- _Instrucción de trabajo 1_:
Responde con datos del fragmento:
(a) ¿Qué tres cosas no han dudado en hacer?
(b) ¿Durante cuánto tiempo se ha dibujado el mapa patrio multicolor?
(c) ¿Qué ha quedado grabado en las fases particulares y personales?
- _Instrucción de trabajo 2_:
Enumera las expresiones que, en el fragmento, indican el ritmo con que el mapa patrio ha ido uniformando sus tonos.
- _Instrucción de trabajo 3_:
Traduce al inglés esta oración del fragmento: "El descendimiento de la montaña de la epidemia ha quedado grabado en las fases particulares y personales que cada cual ha vivido como mejor ha podido."
[Fragmento fuente]
Han cumplido escrupulosamente todas las medidas de seguridad e higiene contempladas en las diferentes disposiciones y normativas adoptadas por la administración. Aún cuando viven en una suerte de confinamiento y aislamiento natural, no han dudado en permanecer recluidos en sus hogares, usar las mascarillas y evitar desplazamientos que no han sido imprescindibles. Sus lugares de residencia, como otros muchos, han ofrecido imágenes insólitas, a caballo entre el sueño de una mala pesadilla y la cruda realidad que durante casi los últimos tres meses ha dibujado un mapa patrio multicolor que , poco a poco, semana a semana, quincena a quincena, mes a mes, ha ido uniformando sus tonos hasta lograr casi una única tonalidad, esa que nos permitirá, cada vez a más ciudadanos, poder hablarnos de tú a tú. El descendimiento de la montaña de la epidemia ha quedado grabado en las fases particulares y personales que cada cual ha vivido como mejor ha podido.
[/Fragmento fuente]
[Extractos del listado]
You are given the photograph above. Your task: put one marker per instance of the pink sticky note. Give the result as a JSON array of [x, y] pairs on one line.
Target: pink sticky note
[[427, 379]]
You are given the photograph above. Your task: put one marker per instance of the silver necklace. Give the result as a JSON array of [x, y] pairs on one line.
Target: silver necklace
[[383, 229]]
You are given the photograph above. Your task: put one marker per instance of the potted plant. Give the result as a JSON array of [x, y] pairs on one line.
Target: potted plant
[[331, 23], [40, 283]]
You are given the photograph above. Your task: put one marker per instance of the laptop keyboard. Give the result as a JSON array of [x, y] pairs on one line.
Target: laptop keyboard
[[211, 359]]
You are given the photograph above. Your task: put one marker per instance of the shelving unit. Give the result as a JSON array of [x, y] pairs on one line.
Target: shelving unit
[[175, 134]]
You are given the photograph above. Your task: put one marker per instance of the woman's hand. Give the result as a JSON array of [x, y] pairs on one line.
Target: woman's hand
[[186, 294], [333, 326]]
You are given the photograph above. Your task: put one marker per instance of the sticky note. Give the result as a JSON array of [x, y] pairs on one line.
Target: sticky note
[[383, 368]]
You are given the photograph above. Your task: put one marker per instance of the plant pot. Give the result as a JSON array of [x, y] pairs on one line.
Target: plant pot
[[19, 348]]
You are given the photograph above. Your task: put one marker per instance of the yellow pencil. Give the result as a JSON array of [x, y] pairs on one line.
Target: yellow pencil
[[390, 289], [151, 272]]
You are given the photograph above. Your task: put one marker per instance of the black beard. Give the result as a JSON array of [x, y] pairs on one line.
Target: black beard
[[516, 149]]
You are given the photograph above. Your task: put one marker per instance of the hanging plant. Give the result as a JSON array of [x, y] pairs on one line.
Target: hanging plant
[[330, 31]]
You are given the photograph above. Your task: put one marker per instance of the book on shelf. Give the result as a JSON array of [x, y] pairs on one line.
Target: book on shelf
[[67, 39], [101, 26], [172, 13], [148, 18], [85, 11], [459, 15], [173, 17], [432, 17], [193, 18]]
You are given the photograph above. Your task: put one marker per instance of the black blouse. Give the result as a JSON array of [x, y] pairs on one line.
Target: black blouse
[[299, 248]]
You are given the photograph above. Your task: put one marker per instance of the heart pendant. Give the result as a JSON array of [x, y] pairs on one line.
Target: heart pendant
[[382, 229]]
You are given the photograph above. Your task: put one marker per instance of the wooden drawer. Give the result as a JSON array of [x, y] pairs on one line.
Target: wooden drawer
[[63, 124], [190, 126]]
[/Extractos del listado]
- _Resultado 1_:
(a) Permanecer recluidos en sus hogares, usar las mascarillas y evitar desplazamientos que no han sido imprescindibles.
(b) Durante casi los últimos tres meses.
(c) El descendimiento de la montaña de la epidemia.

- _Resultado 2_:
poco a poco; semana a semana; quincena a quincena; mes a mes

- _Resultado 3_:
The descent from the mountain of the epidemic has been etched into the particular, personal phases that each person has lived through as best they could.